» What the task asks: Everything in the records below should be printed exactly, except the pictures.

» Records provided:
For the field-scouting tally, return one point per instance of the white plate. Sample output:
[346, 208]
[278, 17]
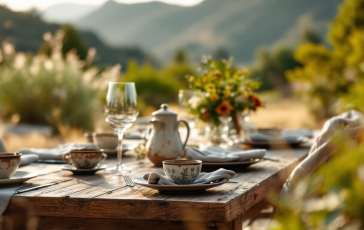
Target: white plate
[235, 165]
[18, 177]
[261, 144]
[178, 189]
[83, 171]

» Solution to this problem:
For the field-scouting tally, return one point per instance of the white plate. Sample output:
[346, 208]
[278, 17]
Target: white plate
[235, 165]
[18, 177]
[261, 144]
[178, 189]
[83, 171]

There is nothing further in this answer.